**EXERCISE REQUIREMENTS**. Find every line in the records below that contains "wall", and copy it.

**GIVEN DATA**.
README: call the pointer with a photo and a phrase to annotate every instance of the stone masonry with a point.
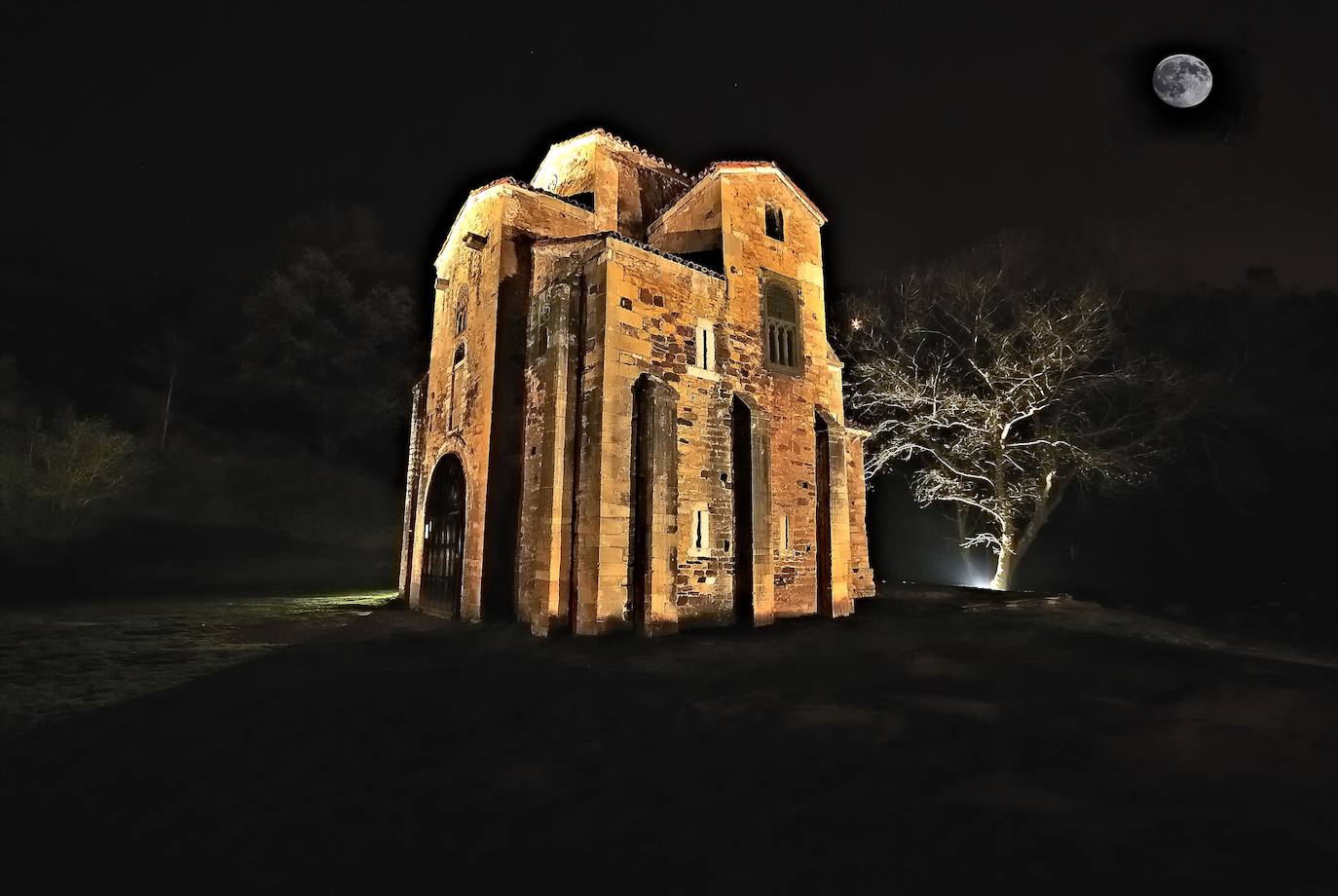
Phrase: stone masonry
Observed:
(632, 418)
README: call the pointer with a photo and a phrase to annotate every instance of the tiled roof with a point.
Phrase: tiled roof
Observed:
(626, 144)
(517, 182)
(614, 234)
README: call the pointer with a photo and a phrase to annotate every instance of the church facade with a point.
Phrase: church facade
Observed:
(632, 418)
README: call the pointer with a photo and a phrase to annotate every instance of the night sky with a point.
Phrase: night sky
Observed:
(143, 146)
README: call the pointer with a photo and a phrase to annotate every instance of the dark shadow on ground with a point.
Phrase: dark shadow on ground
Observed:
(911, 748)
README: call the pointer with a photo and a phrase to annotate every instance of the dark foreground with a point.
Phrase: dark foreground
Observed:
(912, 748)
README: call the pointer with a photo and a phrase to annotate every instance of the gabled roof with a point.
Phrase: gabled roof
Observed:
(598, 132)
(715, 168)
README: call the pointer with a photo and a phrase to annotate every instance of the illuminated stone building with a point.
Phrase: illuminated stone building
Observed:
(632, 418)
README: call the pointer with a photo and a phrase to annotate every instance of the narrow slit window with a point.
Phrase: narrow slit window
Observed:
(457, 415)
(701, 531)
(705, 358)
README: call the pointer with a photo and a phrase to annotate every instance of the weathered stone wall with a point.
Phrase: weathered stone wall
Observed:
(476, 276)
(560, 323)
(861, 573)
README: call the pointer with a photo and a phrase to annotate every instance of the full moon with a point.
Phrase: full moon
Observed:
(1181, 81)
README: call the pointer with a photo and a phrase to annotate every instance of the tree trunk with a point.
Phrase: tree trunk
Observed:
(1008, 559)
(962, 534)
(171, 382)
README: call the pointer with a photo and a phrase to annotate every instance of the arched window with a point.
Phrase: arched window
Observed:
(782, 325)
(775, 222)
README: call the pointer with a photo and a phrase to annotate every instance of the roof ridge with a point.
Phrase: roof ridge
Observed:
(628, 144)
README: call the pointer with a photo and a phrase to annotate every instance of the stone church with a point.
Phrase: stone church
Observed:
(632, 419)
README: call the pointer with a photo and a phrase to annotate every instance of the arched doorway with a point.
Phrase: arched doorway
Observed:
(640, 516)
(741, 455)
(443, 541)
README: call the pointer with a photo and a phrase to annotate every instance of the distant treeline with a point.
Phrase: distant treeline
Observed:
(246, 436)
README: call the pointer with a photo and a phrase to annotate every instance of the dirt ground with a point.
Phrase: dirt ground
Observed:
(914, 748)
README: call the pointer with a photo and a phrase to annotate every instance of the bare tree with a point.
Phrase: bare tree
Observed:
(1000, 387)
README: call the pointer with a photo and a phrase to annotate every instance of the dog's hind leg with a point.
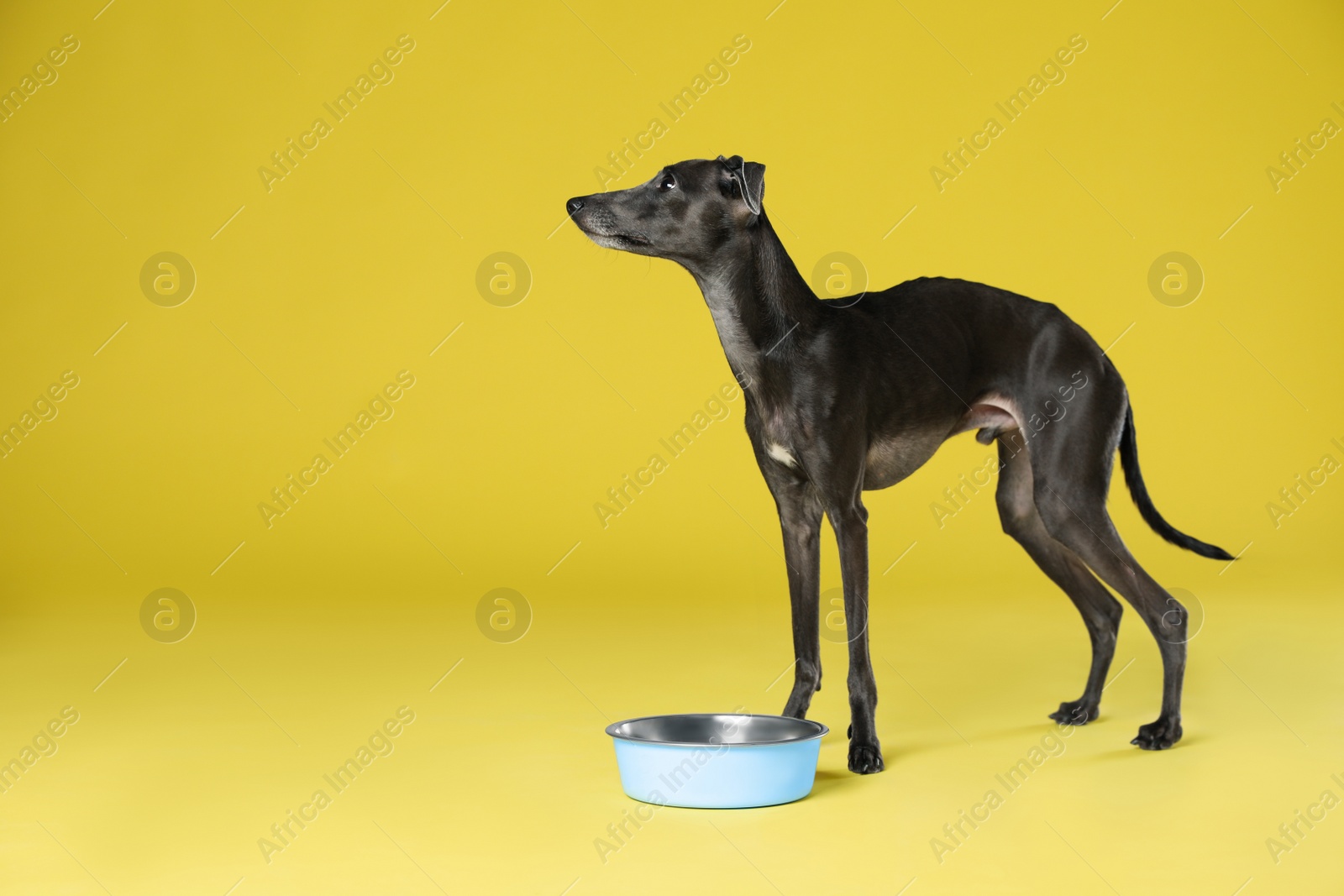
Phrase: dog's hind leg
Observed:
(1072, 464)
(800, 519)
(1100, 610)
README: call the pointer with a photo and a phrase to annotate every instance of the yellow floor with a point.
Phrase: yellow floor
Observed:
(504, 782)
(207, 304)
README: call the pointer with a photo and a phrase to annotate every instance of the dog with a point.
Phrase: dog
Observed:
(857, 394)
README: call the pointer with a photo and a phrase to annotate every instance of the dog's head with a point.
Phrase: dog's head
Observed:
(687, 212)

**RESPONSE AREA**.
README: call the pointer with a photo and a phrase to annotate every instance of the weathered stone wall with a point.
Phrase: weathered stone wall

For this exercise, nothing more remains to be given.